*Passage for review*

Brussels sprouts and broccoli may provide new ways of treating one of the most aggressive forms of breast cancer, a study has found.

Drugs derived from a compound in cruciferous vegetables, which include sprouts and broccoli, were shown to reduce the growth of triple negative breast cancer (TNBC) cells in the laboratory.

TNBC is one of the most deadly breast cancers as it does not respond to usual treatments. It accounts for around 15pc to 20pc of all cases.

The two drugs tested were developed from diindolylmethane (DIM), which is commonly found in various types of cruciferous vegetable.

Scientists believe they could be turned into a pill for some of the most difficult to treat breast tumours.

In the tests, they increased the proportion of "apoptopic" cancer cells -- those programmed to self-destruct -- by up to 49pc. They also suppressed cell colony formation.

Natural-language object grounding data
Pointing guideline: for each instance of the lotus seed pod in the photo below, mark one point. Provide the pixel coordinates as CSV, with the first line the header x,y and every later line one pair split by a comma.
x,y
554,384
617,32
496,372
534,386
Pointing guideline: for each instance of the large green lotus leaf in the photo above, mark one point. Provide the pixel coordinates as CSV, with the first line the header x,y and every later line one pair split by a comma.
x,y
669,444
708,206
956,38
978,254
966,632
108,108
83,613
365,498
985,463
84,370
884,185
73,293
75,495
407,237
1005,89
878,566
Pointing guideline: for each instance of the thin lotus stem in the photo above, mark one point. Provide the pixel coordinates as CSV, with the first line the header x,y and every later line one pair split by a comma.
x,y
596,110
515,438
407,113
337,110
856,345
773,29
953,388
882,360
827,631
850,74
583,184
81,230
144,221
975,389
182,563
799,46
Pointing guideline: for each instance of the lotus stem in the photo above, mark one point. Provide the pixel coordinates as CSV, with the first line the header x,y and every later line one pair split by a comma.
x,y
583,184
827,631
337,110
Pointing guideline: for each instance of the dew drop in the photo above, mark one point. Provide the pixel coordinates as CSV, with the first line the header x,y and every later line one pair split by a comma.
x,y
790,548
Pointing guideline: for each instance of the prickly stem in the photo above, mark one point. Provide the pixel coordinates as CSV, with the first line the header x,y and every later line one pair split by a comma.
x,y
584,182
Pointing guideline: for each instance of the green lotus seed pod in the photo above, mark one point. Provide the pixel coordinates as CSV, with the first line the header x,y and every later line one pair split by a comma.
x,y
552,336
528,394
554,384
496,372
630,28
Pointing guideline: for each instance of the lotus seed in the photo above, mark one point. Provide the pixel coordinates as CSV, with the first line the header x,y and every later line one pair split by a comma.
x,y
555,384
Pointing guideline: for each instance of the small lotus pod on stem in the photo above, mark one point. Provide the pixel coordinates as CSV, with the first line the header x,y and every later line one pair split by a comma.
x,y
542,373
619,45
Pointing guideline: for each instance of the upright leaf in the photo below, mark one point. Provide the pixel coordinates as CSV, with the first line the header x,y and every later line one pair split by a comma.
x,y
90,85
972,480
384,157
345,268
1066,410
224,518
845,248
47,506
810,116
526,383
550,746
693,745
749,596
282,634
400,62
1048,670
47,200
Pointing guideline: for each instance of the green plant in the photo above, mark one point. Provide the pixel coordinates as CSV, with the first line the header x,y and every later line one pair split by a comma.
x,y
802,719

*Exercise prompt*
Extend the news report above on broccoli-derived drugs and breast cancer, starting after its final sentence.

*Task response*
Lead scientist Dr Mandip Sachdeva, from Florida A&M University in the US, said: "Targeted treatment options for TNBC are limited; current treatments, such as infusions, result in poor patient compliance and increased toxicity.

"We are confident that the compounds we are currently working with are an effective treatment for triple negative breast cancer. These compounds are safer for the patient than current treatments available."

Unlike many existing anti-cancer drugs, the DIM compounds could be made available in pill form, he said.

Dr Caitlin Palframan, policy manager at the charity Breakthrough Breast Cancer, said: "Some of our most effective cancer treatments are derived from plants so looking at chemicals found in broccoli and Brussels sprouts could be fruitful. However, this research is in its very early stages and much more will be needed before we are able to say if these new drugs will be safe and effective for treating triple negative breast cancer."